> _Document section_:

In 2012, Teenage Engineering introduced several "accessories" for the OP-1. These can be used to manipulate the unit's macro effect knobs. One of the accessories makes the OP-1 compatible with Lego gears and motors, which can be used to mechanically modulate low-frequency oscillators and other effects.

The OP-1 became unavailable for a period from late 2018 to early 2019 due to Teenage Engineering exhausting their stock of the AMOLED display screen. Due to rumors that the synthesizer had been permanently discontinued, the resell value of the OP-1 dramatically increased to surpass its original retail price. In February, Teenage Engineering announced that they would resume production of the OP-1; however, the retail price increased by approximately 35% to cover the new parts and redesigned hardware. The price increase was met with criticism due to a perception of poor resource planning.

==Features==

===Sound synthesis===
The OP-1 includes eleven synthesis engines. For each engine, the OP-1's four knobs act as different macro controllers. In addition to a sampler, the OP-1 is preloaded with sampled drum hits. The synthesizer is monotimbral, with six voices of polyphony. It also includes an FM radio, which can be recorded into the sampler or used to modulate effects. The operating system was updated in 2014 adding additional effects and features.

> _Source information_:
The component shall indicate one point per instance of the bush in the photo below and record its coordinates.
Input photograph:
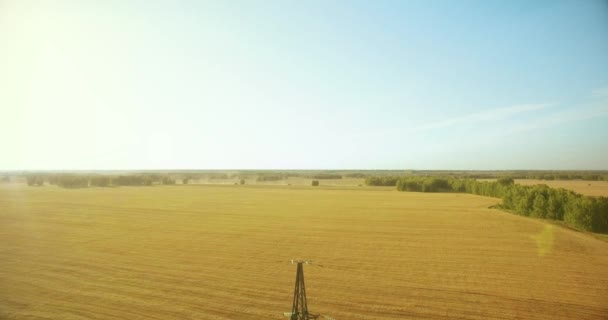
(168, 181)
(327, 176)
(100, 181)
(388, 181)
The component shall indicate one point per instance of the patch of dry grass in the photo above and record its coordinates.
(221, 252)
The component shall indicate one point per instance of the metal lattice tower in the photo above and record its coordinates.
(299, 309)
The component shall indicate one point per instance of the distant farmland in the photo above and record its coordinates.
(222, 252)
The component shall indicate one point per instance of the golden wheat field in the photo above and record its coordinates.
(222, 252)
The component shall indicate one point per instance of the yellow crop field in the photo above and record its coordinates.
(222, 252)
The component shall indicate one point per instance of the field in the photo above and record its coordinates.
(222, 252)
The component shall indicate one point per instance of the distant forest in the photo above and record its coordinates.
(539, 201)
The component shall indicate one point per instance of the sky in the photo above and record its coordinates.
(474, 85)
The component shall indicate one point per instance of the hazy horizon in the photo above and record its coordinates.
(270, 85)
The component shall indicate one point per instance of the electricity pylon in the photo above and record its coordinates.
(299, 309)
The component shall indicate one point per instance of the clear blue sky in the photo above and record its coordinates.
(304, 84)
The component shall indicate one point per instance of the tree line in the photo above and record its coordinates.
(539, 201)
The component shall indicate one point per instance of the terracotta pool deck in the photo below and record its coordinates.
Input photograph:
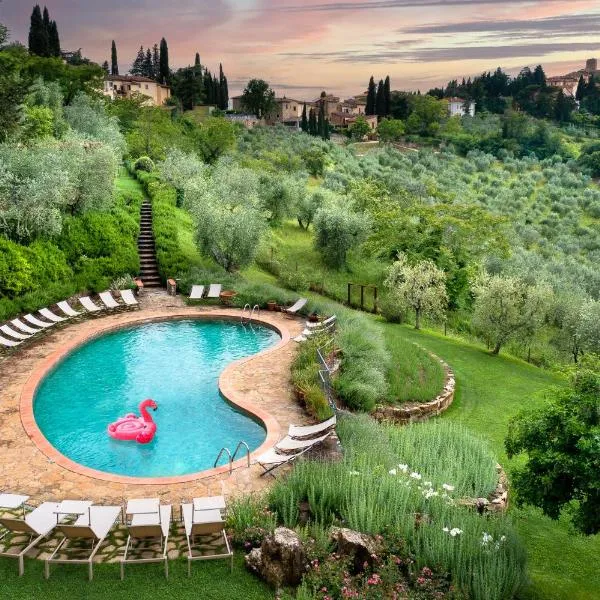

> _Task_:
Decide whether each statement below agrees with the text about the OP-1, answering yes or no and quoting the deciding words of the text.
1. The OP-1 offers six voices of polyphony.
2. When Teenage Engineering resumed production, the retail price of the OP-1 went down.
3. The OP-1 includes twelve synthesis engines.

> _Problem solution_:
1. Yes: "The synthesizer is monotimbral, with six voices of polyphony."
2. No: "the retail price increased by approximately 35% to cover the new parts and redesigned hardware."
3. No: "The OP-1 includes eleven synthesis engines."